→ **Task requirements**: In the dissertation abstract, which technology does Chapter Three say enabled infant mental health to consolidate as a field?

Rietmann, Felix (Author)
Guenther, Katja (Advisor)
Wailoo, Keith (Advisor)
This dissertation explores epistemic, social, and cultural dimensions of the use of audiovisual technologies in infant psychology and psychiatry in the USA and Western Europe from the mid-twentieth century to the present. It argues that the successive introduction of cinematography, video, computational assessment methods, and digital interfaces in research and clinical practice has contributed to a fundamental change in the scientific understanding and medical treatment of young children: The focus in pediatrics, developmental psychology, and infant psychiatry has shifted from the biological and psychological characteristics of the individual infant to the temporal dynamics of infant-caregiver interaction. Observational technologies have played a pivotal role in making these dynamics analyzable for researchers, visible for practitioners, and accessible for therapists. They have made possible the rise of infant mental health as a distinct field of medical expertise and are constitutive of its observational, diagnostic, and therapeutic practices. Chapter One examines how, in the USA in the post-World-War-II period, psychoanalytic practitioners used ethnographic and documentary film to draw public and professional attention to the emotional life of infants, making infancy a site for observational research and mental health intervention. Chapter Two looks at the revival of cinematographic microanalysis in infant research in the 1960s and 70s, exploring how it contributed to the localization of pathology in infancy on an interactional level. Chapter Three argues that the introduction of video technology into research and clinical practice in the 1970s and 80s enabled infant mental health to consolidate as a field. Chapter Four explores how, in the 1990s and 2000s, digital and computational technologies contributed to the international spread and domestication of the interactive vision of infancy. The study draws on a rich array of archival and primary source material, including research films and videos, personal manuscripts and correspondences, scientific and medical publications, parenting advice literature, architectural layouts, oral history interviews, and participant observations. Through its focus on the role of audiovisual technologies in infant psychology and psychiatry, it contributes to the history of science and medicine, while also speaking to scholarship in film and media studies and the history of childhood.

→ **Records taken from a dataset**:
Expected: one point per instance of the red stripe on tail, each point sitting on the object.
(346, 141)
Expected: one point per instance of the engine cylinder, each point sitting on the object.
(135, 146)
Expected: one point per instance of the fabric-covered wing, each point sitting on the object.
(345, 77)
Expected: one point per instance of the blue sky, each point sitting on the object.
...
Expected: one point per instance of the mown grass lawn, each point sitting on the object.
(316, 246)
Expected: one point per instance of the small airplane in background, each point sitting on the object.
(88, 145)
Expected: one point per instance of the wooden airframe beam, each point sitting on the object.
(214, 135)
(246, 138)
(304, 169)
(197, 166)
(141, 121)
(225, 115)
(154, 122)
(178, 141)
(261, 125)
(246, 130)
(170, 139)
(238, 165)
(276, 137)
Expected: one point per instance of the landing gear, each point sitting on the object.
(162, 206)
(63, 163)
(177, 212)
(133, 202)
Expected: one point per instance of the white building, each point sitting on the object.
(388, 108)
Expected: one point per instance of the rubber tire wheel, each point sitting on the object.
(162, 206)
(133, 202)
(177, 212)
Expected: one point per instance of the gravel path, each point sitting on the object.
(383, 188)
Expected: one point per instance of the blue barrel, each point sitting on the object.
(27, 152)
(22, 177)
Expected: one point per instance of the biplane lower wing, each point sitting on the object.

→ **Answer to the problem**: Video technology, introduced into research and clinical practice in the 1970s and 80s.